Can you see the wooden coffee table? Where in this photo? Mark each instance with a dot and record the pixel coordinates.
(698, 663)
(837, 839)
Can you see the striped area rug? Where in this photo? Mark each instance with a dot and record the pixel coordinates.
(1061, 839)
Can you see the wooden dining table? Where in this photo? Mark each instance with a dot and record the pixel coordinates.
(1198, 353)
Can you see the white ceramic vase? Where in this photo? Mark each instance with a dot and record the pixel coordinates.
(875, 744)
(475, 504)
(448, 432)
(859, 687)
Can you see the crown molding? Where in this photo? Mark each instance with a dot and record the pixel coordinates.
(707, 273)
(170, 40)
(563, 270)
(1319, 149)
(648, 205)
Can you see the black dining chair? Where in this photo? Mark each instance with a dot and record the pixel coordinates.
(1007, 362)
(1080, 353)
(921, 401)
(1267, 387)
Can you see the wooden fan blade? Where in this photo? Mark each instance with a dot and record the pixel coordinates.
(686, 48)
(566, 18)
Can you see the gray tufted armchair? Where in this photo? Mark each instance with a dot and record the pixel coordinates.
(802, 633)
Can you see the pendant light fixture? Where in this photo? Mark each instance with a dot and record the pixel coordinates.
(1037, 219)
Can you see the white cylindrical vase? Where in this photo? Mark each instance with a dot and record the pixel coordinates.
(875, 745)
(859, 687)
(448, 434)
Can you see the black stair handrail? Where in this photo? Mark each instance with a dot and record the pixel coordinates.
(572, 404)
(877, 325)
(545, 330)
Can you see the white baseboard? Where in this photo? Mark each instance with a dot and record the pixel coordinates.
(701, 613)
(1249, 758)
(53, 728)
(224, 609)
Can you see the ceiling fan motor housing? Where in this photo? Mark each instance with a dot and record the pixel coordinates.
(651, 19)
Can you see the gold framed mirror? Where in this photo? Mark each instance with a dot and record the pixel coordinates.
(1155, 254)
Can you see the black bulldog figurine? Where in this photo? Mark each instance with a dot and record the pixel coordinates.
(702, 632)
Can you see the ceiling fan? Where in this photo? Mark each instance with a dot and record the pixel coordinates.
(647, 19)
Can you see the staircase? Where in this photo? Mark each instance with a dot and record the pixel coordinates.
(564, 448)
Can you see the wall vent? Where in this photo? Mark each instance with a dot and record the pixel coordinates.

━━━━

WORK ITEM: Return every record above exactly as it appears.

ANSWER BOX:
Can you see the wooden coffee table? Where in this photo? Mark each instance with a dot and record the pixel coordinates.
(698, 663)
(837, 839)
Can you see the striped area rug? Where in this photo? Mark each instance with a dot and record the pixel coordinates.
(1061, 839)
Can you see the wooden dining table? Where in this photo? Mark each instance with a dot and record the pixel coordinates.
(1198, 353)
Can you see the white ceramic vase? Where in this photo? Mark each instance with a dot and record the pixel coordinates.
(875, 744)
(475, 504)
(448, 432)
(859, 687)
Can you see the crown molding? Where in this photo? Mark each instance with a dot and record the pixel coordinates.
(707, 273)
(170, 40)
(563, 270)
(1319, 149)
(648, 205)
Can you see the black dining chair? Where in this photo? Mark each instance with a dot and record the pixel coordinates.
(1007, 362)
(1080, 353)
(921, 401)
(1267, 387)
Can you see the wooden fan blade? Where in this photo? Mark each instance with a dot and record the pixel coordinates.
(686, 48)
(566, 18)
Can you see the gray tufted armchair? Where in this photo? Mark each instance with a dot and record the pixel coordinates.
(802, 633)
Can you see the pendant light fixture? Where in this photo? Mark each instance with a dot and record the pixel coordinates.
(1037, 219)
Can you see the white cylindrical vase? Where in this photo? Mark each instance with a dot and record the pixel coordinates.
(875, 745)
(859, 687)
(448, 434)
Can you see the black stair handrail? Where in this photo? Mark each instance with a dot and record the pixel coordinates.
(572, 404)
(877, 325)
(545, 330)
Can you see the white baseboard? Where in this photo? Mark each instance with a dot and record the pixel coordinates.
(701, 613)
(1249, 758)
(53, 728)
(224, 609)
Can you see the ceiling fan motor housing? Where in this photo? Mark each instance with a dot and record the pixel coordinates.
(651, 19)
Can you see the gold framed mirror? Where in this photo? Mark each instance with a dot and record the pixel coordinates.
(1155, 254)
Can you see the black bulldog figurine? Where in this photo? Mark each instance with a dot and record the pixel coordinates.
(702, 632)
Can you see the ceiling fan? Where in this photo? Mark each instance with a dot and record the pixel coordinates.
(647, 19)
Can you see the staircase? Where in this photo? Mark each instance with a dot and record the pixel coordinates.
(564, 448)
Can you see the wall vent? Where in this photo? Mark each instance with a dot and record the pixel coordinates.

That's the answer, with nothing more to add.